- _Exercise_
Write the next part of the news roundup below on biofuel and oil subsidies, starting after its final paragraph.

The Register article added that, “What’s needed is more government assistance for all biofuel sectors, said Matt Hartwig, a spokesman for another ethanol trade group, the Renewable Fuels Association. ‘We ought not to be fighting about dividing up the existing pie. We need to figure out ways to make that pie bigger.’
“But increasing biofuel subsidies will be difficult to do as Congress struggles with reducing the budget deficit. Lawmakers are also expressing frustration with the slow pace of development of alternatives to corn ethanol, a product that is drawing more and more criticism because of its effect on prices for feed grains and some foods.”
Meanwhile, Jeff T. Wattrick reported on Friday at MLive.com that, “U.S. Senator Debbie Stabenow, speaking at a gas station in Southfield this morning, announced plans to introduce legislation that would repeal oil subsidies and force federal leaseholders to drill for oil or risk losing their lease.
“‘We need to stop oil companies from padding their profits with taxpayer dollars, increase domestic drilling, get tough on market manipulators, and continue to promote clean energy that reduces our dependence on foreign oil and creates jobs in Michigan,’ said Stabenow.”
Carl Hulse reported in today’s New York Times that, “Linking two of the politically volatile issues of the moment, Senate Democrats say they will move forward this week with a plan that would eliminate tax breaks for big oil companies and divert the savings to offset the deficit.
“With high gas prices and rising federal deficits in the political spotlight, senior Democrats believe that tying the two together will put pressure on Senate Republicans to support the measure or face a difficult time explaining their opposition to voters whose family budgets are being strained by fuel prices.
“President Obama and some top Congressional Democrats have said they want to take some of an estimated $21 billion in savings from ending the tax breaks and steer it to clean energy projects. But the Senate’s Democratic leadership is calculating that using it to cut the deficit instead makes it a tougher issue politically for Republicans who are trying to burnish their conservative fiscal credentials.”

- _Items from a dataset_
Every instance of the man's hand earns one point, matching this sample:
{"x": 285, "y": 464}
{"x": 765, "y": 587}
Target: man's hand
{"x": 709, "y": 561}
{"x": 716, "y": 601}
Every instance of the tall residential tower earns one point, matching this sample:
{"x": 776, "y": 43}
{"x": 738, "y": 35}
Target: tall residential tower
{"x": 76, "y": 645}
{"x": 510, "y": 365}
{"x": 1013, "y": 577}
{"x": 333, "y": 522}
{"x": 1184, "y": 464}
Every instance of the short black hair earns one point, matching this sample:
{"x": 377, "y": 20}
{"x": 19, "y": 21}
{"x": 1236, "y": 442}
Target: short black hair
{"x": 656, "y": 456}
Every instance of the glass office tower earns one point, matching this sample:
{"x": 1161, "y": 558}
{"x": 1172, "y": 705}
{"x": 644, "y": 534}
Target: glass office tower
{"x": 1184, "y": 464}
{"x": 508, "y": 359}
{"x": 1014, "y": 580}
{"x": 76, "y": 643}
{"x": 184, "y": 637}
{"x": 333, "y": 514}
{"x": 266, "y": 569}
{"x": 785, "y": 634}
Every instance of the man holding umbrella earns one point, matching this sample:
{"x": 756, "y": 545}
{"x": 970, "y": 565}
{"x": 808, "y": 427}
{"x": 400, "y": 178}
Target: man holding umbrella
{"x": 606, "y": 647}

- _Written response_
In other budget news, Washington Post writers Paul Kaneand and Philip Rucker reported over the weekend that, “Senior Republicans said Friday that they are committed to a controversial overhaul of Medicare and will continue to support it as part of their deficit-reduction plan despite strong White House opposition.
“The late-afternoon proclamation came at the end of a confusing week in which several GOP leaders publicly acknowledged that the most ambitious aspects of the plan would never be enacted, creating the impression they were distancing themselves from the politically unpopular proposal less than three weeks after pushing rank-and-file Republicans to vote for it.
“House Speaker John A. Boehner (R-Ohio), House Majority Leader Eric Cantor (R-Va.) and four other leading Republicans said they remained committed to transforming Medicare into a program that would have seniors use federal funds to purchase insurance on the private market. And they said the proposal remains a part of the ongoing talks on raising the federal debt limit.”
Reuters news reported yesterday that, “Despite suspicions that the ‘Gang of Six’ is doomed, this bipartisan group of senators looking to mediate the budget battle could be key to Vice President Joe Biden’s long-range deficit-control efforts.”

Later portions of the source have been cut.